Start of Exercise data
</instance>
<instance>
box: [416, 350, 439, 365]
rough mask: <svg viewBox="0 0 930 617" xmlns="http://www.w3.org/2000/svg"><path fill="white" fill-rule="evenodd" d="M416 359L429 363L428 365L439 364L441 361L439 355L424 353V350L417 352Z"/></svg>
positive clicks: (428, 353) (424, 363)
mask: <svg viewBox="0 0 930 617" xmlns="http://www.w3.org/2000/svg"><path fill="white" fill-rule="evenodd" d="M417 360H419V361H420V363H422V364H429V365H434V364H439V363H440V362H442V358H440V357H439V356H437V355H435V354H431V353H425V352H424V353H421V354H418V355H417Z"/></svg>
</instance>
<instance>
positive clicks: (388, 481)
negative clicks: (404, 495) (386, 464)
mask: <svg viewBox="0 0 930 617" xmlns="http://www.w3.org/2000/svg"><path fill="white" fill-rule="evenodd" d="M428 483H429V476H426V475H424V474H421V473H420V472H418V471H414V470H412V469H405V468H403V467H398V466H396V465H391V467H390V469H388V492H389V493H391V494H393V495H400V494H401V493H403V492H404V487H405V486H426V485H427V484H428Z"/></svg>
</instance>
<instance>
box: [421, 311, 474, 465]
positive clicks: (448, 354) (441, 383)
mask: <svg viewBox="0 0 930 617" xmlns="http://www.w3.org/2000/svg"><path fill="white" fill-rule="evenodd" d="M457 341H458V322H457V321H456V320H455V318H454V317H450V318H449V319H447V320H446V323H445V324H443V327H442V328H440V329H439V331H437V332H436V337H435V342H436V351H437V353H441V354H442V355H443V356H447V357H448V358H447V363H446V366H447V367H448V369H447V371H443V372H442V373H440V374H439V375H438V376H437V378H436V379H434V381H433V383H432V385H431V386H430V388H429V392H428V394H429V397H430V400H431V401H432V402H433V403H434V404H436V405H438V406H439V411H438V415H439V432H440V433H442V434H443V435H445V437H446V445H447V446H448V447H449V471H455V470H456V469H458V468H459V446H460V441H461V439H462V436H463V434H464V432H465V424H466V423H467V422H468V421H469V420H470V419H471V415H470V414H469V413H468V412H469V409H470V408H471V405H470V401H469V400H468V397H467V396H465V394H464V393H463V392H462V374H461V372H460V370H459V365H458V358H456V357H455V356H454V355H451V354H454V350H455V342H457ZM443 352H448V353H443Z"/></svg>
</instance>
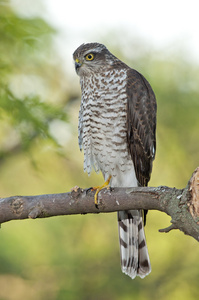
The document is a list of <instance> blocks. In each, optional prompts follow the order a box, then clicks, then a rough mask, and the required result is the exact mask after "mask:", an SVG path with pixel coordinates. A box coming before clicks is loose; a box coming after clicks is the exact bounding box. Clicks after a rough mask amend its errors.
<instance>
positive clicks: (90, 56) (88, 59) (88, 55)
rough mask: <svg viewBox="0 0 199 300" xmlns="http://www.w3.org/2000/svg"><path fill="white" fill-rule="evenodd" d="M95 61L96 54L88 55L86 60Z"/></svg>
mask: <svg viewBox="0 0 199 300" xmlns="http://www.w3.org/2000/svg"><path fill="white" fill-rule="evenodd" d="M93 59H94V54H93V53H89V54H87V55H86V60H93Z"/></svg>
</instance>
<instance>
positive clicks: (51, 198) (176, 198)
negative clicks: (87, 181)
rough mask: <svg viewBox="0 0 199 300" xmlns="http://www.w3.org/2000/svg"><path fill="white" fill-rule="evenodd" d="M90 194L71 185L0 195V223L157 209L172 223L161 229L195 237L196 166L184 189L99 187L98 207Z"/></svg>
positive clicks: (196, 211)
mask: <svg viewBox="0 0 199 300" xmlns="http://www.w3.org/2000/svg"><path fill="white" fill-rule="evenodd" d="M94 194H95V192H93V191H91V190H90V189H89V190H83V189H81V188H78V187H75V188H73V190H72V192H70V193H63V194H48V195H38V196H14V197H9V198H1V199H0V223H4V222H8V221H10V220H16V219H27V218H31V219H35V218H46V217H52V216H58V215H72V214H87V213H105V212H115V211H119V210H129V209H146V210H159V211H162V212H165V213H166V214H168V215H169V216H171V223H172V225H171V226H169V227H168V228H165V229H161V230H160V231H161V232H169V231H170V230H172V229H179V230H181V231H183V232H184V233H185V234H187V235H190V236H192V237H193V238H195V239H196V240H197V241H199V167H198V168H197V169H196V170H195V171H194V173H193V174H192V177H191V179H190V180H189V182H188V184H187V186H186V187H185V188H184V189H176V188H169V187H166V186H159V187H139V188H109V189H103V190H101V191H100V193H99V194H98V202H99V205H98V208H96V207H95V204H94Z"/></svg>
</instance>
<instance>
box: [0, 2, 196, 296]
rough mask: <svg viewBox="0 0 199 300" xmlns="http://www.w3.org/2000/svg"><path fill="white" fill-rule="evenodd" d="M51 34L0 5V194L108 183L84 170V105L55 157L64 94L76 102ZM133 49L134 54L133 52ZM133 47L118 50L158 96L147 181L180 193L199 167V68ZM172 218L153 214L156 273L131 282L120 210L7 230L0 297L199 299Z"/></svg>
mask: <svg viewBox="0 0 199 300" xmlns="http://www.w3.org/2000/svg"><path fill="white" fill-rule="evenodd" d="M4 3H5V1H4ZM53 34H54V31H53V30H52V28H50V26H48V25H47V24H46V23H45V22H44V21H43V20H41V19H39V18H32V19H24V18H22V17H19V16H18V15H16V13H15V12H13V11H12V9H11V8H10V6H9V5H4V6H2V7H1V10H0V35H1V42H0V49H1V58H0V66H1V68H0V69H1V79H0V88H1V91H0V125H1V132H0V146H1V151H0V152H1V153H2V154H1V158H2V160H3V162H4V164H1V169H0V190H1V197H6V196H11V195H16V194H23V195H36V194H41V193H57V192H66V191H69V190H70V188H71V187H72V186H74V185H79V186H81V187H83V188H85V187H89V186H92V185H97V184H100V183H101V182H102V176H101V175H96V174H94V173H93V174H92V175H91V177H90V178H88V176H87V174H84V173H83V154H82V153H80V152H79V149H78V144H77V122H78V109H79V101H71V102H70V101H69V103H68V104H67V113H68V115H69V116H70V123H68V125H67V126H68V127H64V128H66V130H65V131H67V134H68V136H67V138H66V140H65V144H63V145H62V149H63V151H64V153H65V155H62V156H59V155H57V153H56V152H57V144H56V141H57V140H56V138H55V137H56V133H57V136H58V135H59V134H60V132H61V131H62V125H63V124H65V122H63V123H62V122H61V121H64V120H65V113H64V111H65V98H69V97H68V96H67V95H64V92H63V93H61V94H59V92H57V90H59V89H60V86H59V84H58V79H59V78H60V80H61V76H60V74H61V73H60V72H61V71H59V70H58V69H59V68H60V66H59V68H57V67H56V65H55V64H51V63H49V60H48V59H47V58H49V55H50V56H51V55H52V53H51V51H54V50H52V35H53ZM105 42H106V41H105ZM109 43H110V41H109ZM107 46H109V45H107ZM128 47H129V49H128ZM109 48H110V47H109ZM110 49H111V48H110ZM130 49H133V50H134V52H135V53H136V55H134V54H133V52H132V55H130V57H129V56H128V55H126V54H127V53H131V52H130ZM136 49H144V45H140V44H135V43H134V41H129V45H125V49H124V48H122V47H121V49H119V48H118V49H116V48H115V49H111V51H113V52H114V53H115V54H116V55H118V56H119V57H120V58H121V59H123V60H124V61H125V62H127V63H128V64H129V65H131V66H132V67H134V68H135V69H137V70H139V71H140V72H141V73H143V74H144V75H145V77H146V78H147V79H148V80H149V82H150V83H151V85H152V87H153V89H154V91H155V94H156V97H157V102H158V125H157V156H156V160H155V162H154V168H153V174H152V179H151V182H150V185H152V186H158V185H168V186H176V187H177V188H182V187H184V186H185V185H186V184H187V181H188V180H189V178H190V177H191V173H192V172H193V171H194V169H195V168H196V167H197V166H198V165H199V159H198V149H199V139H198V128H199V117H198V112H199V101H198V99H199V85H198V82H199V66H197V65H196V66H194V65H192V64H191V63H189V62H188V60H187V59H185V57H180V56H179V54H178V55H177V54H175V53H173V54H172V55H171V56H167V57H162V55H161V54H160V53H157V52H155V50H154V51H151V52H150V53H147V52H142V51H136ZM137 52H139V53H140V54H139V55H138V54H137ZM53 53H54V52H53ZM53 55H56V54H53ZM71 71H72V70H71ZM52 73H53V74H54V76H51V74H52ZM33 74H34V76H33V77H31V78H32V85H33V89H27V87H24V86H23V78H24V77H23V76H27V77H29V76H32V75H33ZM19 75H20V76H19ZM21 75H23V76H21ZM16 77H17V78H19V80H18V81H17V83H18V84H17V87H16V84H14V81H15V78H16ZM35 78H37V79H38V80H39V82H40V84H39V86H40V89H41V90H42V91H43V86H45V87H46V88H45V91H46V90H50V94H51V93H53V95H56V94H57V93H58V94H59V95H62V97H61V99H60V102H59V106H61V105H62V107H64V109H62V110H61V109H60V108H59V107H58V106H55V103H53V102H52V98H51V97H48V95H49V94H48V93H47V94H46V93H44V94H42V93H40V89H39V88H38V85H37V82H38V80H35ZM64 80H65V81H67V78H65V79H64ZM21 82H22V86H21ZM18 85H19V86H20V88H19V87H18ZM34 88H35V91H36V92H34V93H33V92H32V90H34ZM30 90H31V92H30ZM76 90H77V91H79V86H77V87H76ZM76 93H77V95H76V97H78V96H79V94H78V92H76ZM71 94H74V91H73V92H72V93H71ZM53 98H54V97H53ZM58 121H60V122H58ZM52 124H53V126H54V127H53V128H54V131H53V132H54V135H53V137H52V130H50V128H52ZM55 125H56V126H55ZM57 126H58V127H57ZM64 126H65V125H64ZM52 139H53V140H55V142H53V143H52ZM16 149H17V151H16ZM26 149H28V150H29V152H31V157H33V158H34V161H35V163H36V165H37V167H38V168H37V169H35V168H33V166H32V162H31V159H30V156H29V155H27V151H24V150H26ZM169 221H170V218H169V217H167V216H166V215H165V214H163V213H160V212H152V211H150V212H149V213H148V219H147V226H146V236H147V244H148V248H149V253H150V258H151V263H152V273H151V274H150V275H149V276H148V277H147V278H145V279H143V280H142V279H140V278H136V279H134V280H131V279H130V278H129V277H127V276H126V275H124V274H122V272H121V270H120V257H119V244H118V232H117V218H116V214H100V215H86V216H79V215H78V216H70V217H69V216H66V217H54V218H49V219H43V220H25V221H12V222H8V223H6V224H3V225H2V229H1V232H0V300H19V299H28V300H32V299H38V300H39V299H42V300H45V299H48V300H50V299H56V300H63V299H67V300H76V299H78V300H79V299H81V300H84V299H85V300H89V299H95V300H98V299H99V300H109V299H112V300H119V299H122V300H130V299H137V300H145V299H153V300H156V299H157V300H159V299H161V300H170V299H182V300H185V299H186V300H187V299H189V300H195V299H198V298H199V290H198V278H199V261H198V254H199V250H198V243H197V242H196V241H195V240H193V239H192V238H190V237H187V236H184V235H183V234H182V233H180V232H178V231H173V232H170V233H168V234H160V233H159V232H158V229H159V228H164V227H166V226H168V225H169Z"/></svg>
End of Exercise data
Start of Exercise data
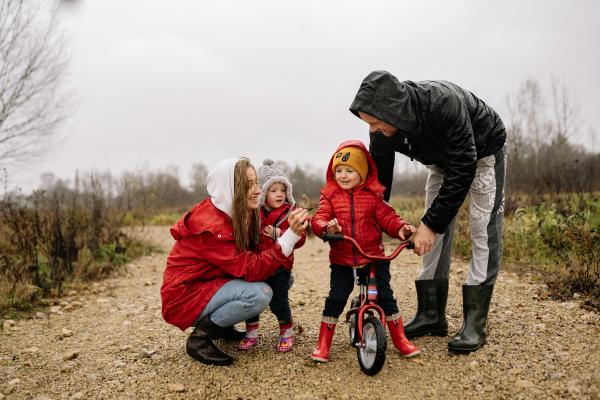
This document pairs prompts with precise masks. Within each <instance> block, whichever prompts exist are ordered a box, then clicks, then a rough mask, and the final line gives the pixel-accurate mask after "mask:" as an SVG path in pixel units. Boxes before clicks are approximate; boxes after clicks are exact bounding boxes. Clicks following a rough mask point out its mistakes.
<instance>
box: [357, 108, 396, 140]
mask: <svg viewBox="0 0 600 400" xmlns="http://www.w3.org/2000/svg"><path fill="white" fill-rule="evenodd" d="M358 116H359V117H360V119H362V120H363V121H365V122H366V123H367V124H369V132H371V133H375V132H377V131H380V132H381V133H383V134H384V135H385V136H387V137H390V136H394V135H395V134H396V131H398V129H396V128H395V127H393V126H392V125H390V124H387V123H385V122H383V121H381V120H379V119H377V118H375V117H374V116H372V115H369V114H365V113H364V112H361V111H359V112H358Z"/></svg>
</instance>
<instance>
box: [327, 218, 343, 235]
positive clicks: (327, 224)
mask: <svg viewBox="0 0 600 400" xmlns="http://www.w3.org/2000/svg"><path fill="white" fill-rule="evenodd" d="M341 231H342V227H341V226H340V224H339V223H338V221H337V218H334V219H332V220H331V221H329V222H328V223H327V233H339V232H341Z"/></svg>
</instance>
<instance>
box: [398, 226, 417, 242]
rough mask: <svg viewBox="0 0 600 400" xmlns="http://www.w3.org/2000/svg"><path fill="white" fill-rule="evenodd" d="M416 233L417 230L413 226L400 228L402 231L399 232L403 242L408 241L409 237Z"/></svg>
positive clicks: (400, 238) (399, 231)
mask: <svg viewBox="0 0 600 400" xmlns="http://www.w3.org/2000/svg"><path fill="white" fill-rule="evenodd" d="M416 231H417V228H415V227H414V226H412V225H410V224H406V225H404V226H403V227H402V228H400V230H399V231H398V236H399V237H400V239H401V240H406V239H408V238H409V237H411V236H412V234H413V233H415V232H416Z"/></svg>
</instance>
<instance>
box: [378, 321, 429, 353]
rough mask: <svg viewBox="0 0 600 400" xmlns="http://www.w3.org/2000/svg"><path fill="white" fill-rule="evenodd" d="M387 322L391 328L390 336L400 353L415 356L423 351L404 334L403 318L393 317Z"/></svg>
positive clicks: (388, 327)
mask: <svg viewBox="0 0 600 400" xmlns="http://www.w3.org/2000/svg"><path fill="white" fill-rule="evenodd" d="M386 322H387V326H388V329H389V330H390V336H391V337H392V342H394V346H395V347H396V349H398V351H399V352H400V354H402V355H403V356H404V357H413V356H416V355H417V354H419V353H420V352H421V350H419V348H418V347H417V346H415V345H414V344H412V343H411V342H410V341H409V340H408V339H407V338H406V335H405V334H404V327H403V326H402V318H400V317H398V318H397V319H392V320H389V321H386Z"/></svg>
End of Exercise data
__What to produce__:
Beginning at the line with "positive clicks: (428, 353) (424, 363)" and stopping after the line with "positive clicks: (388, 481)", please write out every line of the data above exactly and nothing else.

__Written response__:
positive clicks: (428, 353) (424, 363)
mask: <svg viewBox="0 0 930 617" xmlns="http://www.w3.org/2000/svg"><path fill="white" fill-rule="evenodd" d="M417 360H419V361H420V363H422V364H429V365H434V364H439V363H440V362H442V358H440V357H439V356H437V355H435V354H431V353H425V352H424V353H421V354H418V355H417Z"/></svg>
</instance>
<instance>
positive clicks: (388, 481)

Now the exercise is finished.